**Given information**
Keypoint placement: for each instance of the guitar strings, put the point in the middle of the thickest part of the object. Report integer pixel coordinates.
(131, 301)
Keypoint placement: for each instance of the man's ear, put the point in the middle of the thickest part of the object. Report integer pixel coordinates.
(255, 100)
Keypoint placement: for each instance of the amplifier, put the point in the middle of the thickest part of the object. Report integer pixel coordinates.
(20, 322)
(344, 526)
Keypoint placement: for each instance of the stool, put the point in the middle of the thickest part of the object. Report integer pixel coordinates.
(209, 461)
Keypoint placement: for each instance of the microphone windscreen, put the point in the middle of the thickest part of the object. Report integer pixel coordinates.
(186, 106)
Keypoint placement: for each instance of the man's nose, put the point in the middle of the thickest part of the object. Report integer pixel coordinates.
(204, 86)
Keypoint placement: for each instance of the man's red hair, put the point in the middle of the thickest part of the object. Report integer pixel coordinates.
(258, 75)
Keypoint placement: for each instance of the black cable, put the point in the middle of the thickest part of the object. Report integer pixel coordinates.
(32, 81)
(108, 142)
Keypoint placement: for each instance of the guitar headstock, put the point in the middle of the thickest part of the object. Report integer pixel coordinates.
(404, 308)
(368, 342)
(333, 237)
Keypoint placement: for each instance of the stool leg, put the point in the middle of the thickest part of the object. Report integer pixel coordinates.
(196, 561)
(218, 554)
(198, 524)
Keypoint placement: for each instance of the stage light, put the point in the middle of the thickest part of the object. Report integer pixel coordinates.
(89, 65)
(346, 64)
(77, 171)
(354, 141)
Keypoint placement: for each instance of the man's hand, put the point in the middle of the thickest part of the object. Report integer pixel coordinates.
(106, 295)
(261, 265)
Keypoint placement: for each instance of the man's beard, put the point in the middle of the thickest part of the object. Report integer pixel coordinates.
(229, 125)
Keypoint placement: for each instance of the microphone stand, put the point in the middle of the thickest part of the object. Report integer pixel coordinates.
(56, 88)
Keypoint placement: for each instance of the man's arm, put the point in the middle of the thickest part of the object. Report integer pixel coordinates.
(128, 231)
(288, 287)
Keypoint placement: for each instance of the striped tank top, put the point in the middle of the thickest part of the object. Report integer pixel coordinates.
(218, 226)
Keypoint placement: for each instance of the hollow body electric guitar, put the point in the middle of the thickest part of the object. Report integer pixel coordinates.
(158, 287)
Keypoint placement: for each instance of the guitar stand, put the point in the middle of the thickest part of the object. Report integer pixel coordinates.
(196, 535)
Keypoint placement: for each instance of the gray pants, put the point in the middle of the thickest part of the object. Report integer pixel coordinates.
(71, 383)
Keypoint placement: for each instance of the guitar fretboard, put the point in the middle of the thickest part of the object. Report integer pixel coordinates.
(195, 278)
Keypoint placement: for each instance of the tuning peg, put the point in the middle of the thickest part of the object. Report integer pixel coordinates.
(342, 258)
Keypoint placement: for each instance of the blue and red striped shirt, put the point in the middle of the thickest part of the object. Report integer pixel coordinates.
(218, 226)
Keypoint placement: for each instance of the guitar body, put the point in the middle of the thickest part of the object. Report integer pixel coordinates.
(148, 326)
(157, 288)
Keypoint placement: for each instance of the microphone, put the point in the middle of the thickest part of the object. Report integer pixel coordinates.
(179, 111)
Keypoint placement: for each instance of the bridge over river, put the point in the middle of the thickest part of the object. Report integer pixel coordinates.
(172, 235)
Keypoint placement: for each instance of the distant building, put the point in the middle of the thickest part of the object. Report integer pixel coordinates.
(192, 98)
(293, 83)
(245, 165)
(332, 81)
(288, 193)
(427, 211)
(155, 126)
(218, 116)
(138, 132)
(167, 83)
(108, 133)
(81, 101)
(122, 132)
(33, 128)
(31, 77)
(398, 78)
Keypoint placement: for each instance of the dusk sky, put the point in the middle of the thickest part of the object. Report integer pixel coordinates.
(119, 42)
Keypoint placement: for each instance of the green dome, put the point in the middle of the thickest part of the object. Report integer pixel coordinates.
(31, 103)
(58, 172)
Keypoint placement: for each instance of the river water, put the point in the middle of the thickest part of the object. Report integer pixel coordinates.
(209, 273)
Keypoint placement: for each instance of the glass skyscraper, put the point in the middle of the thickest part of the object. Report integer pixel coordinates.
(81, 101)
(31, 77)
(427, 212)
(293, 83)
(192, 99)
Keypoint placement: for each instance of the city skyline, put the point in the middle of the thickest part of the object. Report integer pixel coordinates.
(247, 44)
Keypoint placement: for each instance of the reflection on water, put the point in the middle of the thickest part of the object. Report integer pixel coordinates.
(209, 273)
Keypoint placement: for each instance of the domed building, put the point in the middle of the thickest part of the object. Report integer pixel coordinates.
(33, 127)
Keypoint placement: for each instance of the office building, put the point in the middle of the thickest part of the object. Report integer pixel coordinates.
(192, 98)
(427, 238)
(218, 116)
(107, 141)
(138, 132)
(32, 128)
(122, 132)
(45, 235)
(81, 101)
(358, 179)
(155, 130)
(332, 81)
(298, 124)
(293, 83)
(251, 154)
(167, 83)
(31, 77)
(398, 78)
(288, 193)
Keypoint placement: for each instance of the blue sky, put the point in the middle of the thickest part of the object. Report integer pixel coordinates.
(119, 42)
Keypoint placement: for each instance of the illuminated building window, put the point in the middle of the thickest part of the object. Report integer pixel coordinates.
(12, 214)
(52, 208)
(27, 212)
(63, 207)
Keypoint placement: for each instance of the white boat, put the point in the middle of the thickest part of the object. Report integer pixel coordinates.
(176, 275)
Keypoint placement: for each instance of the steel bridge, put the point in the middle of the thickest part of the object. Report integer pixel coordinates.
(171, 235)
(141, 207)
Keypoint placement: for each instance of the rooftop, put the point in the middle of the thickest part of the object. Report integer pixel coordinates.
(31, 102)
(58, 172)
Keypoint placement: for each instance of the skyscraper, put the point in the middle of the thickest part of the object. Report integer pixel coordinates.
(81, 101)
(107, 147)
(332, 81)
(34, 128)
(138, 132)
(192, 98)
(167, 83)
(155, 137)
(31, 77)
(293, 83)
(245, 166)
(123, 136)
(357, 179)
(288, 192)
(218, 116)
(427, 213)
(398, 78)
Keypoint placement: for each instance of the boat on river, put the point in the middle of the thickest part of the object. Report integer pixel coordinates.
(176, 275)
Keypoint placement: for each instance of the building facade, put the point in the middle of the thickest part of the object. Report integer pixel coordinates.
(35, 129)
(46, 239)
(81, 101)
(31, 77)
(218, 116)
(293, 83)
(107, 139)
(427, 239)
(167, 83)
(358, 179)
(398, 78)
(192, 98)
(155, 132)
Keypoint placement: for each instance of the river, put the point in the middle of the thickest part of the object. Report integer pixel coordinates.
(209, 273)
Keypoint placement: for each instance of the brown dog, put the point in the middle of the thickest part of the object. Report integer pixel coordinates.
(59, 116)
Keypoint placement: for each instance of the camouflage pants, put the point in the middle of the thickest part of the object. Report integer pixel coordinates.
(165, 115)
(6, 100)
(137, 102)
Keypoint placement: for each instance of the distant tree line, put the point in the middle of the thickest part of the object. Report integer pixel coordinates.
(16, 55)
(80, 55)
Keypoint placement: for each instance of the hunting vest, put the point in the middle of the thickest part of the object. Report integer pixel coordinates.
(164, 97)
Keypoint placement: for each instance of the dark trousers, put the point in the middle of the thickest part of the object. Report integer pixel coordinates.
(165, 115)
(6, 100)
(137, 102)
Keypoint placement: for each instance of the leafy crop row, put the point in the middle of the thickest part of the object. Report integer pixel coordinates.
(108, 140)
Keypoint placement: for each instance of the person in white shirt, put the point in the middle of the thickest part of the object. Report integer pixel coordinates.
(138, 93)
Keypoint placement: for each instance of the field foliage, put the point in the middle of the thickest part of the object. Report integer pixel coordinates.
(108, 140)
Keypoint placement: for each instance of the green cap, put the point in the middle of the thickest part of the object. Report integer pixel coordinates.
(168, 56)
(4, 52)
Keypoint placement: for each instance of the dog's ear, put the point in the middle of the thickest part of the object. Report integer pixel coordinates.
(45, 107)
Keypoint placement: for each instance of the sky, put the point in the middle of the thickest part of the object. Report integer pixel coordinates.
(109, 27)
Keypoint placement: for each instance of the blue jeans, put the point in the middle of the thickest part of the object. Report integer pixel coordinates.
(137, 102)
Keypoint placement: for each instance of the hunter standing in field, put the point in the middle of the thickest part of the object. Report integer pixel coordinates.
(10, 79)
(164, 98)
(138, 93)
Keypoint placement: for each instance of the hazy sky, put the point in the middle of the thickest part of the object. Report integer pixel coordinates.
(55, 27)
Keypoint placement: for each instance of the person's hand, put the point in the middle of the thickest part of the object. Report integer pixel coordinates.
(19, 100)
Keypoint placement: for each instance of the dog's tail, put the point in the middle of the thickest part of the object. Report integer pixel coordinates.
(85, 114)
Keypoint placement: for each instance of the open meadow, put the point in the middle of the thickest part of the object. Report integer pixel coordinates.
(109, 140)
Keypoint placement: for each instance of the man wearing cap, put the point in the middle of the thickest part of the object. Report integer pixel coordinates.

**Stated exercise**
Reproduce verbatim the lines above, from the line that contains "Keypoint placement: for each instance of the blue jeans, put" through the last line of the text, both inclusive.

**Response to the task**
Keypoint placement: for each instance of the blue jeans, put the point in the middle of the thickest part of the object. Report integer pixel coordinates.
(137, 102)
Keypoint placement: for each instance of the hunter standing in field, put the point in the middle of the thickest part of the object. Report integer pixel coordinates.
(10, 79)
(164, 98)
(138, 93)
Keypoint placement: for each instance of the hazy sky, put the point in the middle of the thickest part of the object. Report integer pixel coordinates.
(55, 27)
Keypoint placement: for each instance of the person's hand, put the point in the middle of the thickest part of the object. Report integer pixel coordinates.
(19, 100)
Keypoint placement: for each instance of the dog's tail, put the point in the middle of the thickest part of the object. Report integer pixel coordinates.
(85, 114)
Keypoint placement: for each instance of the open meadow, put the point in the middle of the thickest part of the object. Report integer pixel coordinates.
(109, 140)
Keypoint placement: for each instance of the man wearing cap, put the point in the middle of the thickest part of the object. Report integer pixel coordinates.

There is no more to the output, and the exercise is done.